» **AIM**: Extract the lines below from the one containing "Please locate the numeric" through the end of the records, both ends included, and reproduce them verbatim.

(Extracted data entries)
····················

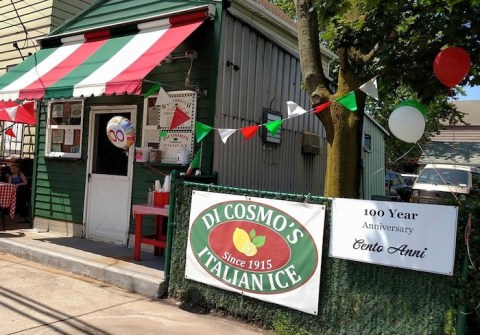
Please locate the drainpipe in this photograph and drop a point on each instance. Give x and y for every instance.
(171, 211)
(462, 308)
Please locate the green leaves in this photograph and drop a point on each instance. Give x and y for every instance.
(258, 241)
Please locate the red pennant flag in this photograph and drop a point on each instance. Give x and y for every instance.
(249, 132)
(13, 112)
(321, 107)
(179, 117)
(10, 133)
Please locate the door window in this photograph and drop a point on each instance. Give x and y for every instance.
(107, 158)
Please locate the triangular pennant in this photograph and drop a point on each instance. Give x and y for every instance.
(294, 110)
(12, 112)
(154, 88)
(249, 132)
(10, 133)
(225, 134)
(274, 126)
(201, 130)
(196, 162)
(321, 107)
(179, 117)
(349, 101)
(162, 97)
(370, 88)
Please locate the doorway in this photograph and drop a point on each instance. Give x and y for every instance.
(109, 185)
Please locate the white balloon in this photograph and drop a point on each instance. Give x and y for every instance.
(407, 124)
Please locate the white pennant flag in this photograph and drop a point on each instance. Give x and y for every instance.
(225, 134)
(12, 112)
(294, 109)
(162, 97)
(370, 88)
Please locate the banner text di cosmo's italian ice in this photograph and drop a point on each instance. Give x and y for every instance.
(263, 248)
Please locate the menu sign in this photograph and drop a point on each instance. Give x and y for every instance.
(173, 143)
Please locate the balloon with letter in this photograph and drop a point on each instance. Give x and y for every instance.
(121, 132)
(407, 121)
(451, 66)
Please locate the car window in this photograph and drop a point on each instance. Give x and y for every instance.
(443, 176)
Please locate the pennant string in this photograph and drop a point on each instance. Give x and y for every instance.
(202, 130)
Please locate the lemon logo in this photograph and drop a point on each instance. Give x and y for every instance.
(247, 244)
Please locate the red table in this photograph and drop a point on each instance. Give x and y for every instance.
(159, 239)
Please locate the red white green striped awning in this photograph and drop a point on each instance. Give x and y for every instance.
(97, 63)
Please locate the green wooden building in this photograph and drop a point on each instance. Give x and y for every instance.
(225, 64)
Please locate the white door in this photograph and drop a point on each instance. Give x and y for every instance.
(109, 183)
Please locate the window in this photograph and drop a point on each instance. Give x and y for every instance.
(267, 137)
(367, 142)
(64, 129)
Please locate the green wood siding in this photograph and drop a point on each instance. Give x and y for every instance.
(59, 184)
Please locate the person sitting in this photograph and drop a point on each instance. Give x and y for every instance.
(17, 178)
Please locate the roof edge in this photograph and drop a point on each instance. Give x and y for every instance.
(209, 7)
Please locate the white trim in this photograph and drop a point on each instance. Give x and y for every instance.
(110, 109)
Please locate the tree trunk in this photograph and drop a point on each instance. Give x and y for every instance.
(344, 137)
(342, 126)
(343, 159)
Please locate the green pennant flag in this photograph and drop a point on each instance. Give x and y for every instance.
(154, 88)
(349, 101)
(274, 126)
(201, 130)
(196, 162)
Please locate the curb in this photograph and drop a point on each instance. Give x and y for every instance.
(122, 274)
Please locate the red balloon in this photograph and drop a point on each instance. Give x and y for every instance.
(451, 65)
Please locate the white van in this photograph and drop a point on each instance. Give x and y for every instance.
(437, 183)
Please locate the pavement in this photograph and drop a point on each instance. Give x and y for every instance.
(106, 262)
(114, 265)
(36, 299)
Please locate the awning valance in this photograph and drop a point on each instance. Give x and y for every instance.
(97, 63)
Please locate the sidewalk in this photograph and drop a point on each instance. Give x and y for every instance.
(101, 261)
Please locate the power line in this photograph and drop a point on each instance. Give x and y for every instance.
(23, 26)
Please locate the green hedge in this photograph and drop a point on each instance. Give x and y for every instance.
(355, 298)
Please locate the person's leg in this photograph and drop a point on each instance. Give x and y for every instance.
(21, 204)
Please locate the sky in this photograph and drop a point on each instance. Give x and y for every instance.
(473, 93)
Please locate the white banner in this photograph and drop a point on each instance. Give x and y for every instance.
(267, 249)
(411, 236)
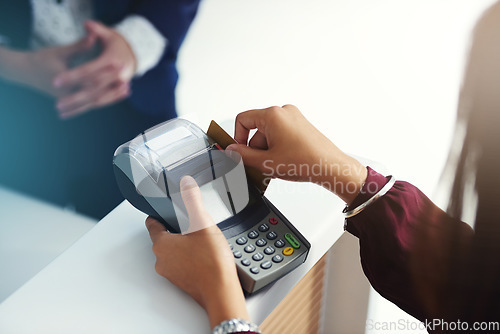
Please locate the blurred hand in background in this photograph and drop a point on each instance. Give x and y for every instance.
(100, 82)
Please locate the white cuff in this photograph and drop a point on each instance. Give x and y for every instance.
(146, 41)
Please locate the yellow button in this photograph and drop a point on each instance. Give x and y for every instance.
(288, 251)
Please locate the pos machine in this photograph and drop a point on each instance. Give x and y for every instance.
(148, 170)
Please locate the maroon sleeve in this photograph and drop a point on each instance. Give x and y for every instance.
(390, 238)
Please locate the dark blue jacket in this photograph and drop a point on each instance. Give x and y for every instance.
(154, 92)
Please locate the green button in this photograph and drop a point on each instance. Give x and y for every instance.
(292, 241)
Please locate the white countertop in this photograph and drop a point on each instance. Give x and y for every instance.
(106, 282)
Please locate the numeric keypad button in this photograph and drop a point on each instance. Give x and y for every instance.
(278, 258)
(264, 228)
(266, 265)
(279, 243)
(241, 240)
(271, 235)
(269, 250)
(253, 234)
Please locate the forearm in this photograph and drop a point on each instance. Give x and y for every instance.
(226, 302)
(12, 65)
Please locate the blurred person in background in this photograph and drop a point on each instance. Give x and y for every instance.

····················

» **EXERCISE ANSWER**:
Please locate the numeric keypad button in this photograph and drop a point on each instance. Give x and y for every instance.
(278, 258)
(264, 228)
(266, 265)
(279, 243)
(241, 240)
(271, 235)
(269, 250)
(253, 234)
Please locate the forearm in this photograph and drop a point on each instance. Give x and y for every instance.
(226, 302)
(12, 65)
Please locate the blurred person in background in this photograph and drop a point on each instance. Give x and y for every instance.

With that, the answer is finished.